- [TEXT SECTION]

But nothing is perfectly rigid, outside of a thought experiment. 4.2 light years of atoms stacked on top of each other, some of them are bound to betray you. The pole wavers and falters. It takes 4.2 years for the movement to reach you. The pole snaps in two in the middle. It drifts away from your house, into space. I’m sorry. Nothing is perfectly rigid. I miss you.

There is a flowering plant in a folding chair sitting in front of the door. You know that the flower is poisonous but you think that it is beautiful. You see the cat’s face in the pink and white patterns of the beautiful flower. You call your boyfriend at work and tell him that you’re buying an end table for the plant. He says he wishes you would throw that stupid thing out. You tell him that I am on Proxima B, 4.2 light years from Earth and my communication pole broke. Big pink and white flowers.

The table does its job. It stands rigid and stark white in your doorway and keeps the potted plant on top of it. The flowers can be beautiful now, without distraction. You cannot find your resentment. I push on my end of the pole, thoughtlessly, knowing that if I am communicating with someone it can’t be with you. The pole pushes back at me. Faster than light communication. May I ask who is speaking, please?”

That’s what theoretical physicist Aliza Schultz wrote back to me when I emailed her asking about her involvement with a mysterious and bloody game. This is WOE.BEGONE.

[Intro theme plays.]

The story of WOE.BEGONE is told in order, with an occasional musical interlude. If you are new here, start back at episode 1. When you get back, you’ll know who Aliza Schultz is. But you won’t know what that email means. I mean, I sure as hell don’t.

So, you guys are pretty caught up to where I am now. That means that each week I will be pretty much just telling you what happened to me that week and I’m going to have to be a little careful about it because things… are… happening!? This place has been a dumping ground for my speculation, but if I speculate too long about what’s going on out here in public, I’m basically asking the people that I’m speculating about to please not be duplicitous and use what I know against me. Don’t worry, this all still won’t make sense after I’ve confirmed my suspicions, but I will say it with an air of confidence so that you all think something very clever just happened.

Email correspondence with Aliza was going interestingly, but not exactly productively. The email that I read at the top of the show was a response to one that I had written asking about her academic work and if she knew anything about the potential of changing the past using current technologies. As you can see, she addressed exactly zero of my questions. So I wrote her back and I was a little more blunt this time.

“Ms. Schultz, I have reason to believe that you played a game called WOE.BEGONE and that you may have been manipulated into forgetting that you played it. Does this ring any bells?”

- [GIVEN DATA]

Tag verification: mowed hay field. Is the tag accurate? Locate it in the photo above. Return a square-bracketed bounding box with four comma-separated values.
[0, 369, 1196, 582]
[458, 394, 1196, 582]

- [PROBLEM DESCRIPTION]
Resume the WOE.BEGONE podcast transcript, picking up right after the email that ends "Does this ring any bells?"

- [RESULT OF THIS EXERCISE]
She replied, and I quote:

“There is a ghost who sits on my chest at night. It doesn’t hurt. He is not hurting me. He doesn’t weigh anything. I think he’s lost. He’s lost or he doesn’t know why he’s here. He speaks to me but he doesn’t make any sense. He says things like “sometimes she has good days, but it’s mostly bad recently” and “it’s hard to tell if she even knows that we are here.” I tell him that I wish I knew who he was talking about. He is lost and she is lost, too. They are not lost together. I wish he wouldn’t sit on my chest anymore, not because it hurts me but because he is the one who is hurting.”

Which, fine. Those are definitely words arranged in an order to communicate a thought. But if that thought is supposed to be a response to my questions, I don’t get it. I decided to dig through her old blog posts to see if I could find anything that was more coherent and less poetic. The older the posts, the more lucid she seemed to be, but also more difficult to understand because her work is so far beyond my comprehension. I eventually stumbled onto a post that seemed to point me in the right direction: “The Mechanification of Theory: A Plausible Methodology for Retrocausal Informatics.”

In The Machanification of Theory, Aliza Schultz lays out what she considers a plausible methodology to achieve retrocausal informatics, obviously. And by that I think she means turning theoretical physics into a practical tool that can be used to communicate across space and time. You’re probably wondering: “isn’t this just some quantum entanglement junk science bullshit?” I say that because she spends 3 whole paragraphs assuring us that this isn’t quantum entanglement junk science, so it is apparently quite important to her.

I think… I think the idea is that quantum particles can be sent back in time, hence “retrocausal” and it is possible to determine a set of probabilities of how that particle will react, so by improving our models of the probabilistic behavior of these particles and learning to narrow down those probabilities, we can affect the past by sending these particles back into it.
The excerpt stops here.